◆ Data provided
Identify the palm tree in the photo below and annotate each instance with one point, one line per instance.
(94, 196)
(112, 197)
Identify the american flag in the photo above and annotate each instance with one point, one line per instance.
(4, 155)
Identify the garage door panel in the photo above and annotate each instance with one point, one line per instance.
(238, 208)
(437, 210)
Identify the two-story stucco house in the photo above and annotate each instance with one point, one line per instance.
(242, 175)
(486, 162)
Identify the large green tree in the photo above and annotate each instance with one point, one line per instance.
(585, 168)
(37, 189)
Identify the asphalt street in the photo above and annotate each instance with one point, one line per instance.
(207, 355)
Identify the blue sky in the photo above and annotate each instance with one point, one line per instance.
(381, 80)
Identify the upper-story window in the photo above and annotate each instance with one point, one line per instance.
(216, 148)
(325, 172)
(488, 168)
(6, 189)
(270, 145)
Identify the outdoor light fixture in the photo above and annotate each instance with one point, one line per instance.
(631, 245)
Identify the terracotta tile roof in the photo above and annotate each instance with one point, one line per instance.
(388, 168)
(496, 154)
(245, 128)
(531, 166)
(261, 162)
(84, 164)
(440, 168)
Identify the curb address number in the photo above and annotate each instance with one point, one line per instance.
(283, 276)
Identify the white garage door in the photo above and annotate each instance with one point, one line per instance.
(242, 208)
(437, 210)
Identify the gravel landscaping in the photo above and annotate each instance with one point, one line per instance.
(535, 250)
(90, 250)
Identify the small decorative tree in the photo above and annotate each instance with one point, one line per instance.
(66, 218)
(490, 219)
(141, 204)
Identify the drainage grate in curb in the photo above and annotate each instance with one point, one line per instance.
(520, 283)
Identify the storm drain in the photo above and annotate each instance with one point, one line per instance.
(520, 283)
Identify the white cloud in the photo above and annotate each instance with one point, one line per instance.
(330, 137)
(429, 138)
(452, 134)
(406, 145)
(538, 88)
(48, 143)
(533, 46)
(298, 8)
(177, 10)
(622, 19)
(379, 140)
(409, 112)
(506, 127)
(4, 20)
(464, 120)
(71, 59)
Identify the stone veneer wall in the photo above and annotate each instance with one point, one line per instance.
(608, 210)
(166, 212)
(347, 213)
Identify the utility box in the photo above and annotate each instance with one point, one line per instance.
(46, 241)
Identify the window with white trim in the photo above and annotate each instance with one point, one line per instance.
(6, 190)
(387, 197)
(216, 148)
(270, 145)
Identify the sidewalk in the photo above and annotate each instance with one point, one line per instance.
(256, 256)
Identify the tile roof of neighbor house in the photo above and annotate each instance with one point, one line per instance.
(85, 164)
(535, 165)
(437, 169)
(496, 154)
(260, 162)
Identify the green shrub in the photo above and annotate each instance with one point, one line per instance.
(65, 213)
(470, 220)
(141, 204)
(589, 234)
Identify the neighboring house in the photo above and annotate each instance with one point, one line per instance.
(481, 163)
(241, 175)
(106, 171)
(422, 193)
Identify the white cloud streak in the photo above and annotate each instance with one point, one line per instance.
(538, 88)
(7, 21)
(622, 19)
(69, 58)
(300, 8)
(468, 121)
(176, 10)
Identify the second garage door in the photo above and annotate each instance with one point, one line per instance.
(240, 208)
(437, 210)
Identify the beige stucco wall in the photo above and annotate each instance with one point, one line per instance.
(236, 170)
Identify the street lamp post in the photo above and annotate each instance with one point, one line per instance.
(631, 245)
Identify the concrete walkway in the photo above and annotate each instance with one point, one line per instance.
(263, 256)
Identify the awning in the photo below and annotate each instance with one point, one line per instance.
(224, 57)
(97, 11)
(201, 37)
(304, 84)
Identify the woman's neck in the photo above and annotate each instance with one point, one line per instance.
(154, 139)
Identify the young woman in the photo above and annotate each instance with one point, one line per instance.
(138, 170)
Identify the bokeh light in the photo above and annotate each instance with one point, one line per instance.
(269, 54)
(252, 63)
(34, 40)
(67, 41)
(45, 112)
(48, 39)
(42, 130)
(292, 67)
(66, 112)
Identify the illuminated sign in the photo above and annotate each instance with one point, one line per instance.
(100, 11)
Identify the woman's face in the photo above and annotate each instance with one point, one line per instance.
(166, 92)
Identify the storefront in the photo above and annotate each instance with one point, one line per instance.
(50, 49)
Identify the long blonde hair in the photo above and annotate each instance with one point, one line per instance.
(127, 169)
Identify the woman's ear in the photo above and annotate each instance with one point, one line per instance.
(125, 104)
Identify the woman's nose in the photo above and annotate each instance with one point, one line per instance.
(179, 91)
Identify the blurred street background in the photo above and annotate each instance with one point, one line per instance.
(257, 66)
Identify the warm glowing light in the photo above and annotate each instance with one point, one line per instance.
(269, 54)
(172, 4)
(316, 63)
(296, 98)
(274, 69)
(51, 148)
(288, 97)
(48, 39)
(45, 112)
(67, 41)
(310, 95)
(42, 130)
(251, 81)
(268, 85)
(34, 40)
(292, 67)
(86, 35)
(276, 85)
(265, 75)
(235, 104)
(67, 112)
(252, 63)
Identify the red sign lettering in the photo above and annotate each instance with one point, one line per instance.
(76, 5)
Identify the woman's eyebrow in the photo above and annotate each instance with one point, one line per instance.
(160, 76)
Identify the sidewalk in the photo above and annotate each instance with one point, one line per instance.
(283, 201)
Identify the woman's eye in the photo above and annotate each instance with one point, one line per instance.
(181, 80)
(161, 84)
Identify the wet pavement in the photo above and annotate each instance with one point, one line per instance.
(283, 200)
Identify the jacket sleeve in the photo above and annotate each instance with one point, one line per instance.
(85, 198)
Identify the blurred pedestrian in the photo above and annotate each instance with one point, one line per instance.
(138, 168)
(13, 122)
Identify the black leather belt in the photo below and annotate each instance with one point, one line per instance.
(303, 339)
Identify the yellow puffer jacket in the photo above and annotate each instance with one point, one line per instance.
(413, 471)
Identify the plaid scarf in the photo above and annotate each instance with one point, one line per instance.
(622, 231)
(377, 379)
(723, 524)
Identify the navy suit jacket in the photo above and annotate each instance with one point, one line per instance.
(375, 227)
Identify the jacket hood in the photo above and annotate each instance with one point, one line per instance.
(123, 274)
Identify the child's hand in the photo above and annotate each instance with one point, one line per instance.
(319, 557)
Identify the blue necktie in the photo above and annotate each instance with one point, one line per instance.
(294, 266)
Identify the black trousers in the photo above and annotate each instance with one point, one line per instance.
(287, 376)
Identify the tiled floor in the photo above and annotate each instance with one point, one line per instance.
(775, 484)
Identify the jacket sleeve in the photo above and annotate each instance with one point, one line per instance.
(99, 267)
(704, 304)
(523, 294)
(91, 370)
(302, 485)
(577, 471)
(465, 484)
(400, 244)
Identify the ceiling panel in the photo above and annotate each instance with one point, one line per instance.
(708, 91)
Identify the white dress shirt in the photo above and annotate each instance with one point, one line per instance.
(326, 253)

◆ Exercise objective
Reproduce the records above without any change, starting at the line that contains "Identify the plaid" and running through the end of the records, with both ends included.

◆ Completed task
Identify the plaid scarf in the photo above and annotate each instance with one point, one line per instance.
(622, 231)
(377, 379)
(723, 524)
Identify the navy suit jacket in the photo above and annotate each instance with one point, one line per instance.
(375, 227)
Identify the jacket hood in the photo above and annotate each instance with one point, one line per instance.
(123, 274)
Identify the child's hand in the photo above and annotate each instance with one point, one line per instance.
(319, 557)
Identify the blue necktie in the photo above and annotate each instance with one point, one line per instance.
(294, 266)
Identify the black trousers in the photo above and annotate each instance with one point, one line per instance.
(287, 376)
Identify the tiled floor in the photo above and annotate each instance with one point, one line per instance.
(775, 484)
Identify the jacket sleeve in the photo above and annotate each instance with one point, one line per instance.
(99, 267)
(704, 304)
(523, 294)
(91, 370)
(302, 485)
(577, 471)
(465, 484)
(400, 244)
Identify the ceiling panel in the photo above and annotate each instance with one point, one line per instance.
(708, 91)
Identify the white dress shirt in the photo above and annotate each instance with one point, one line per instance.
(326, 253)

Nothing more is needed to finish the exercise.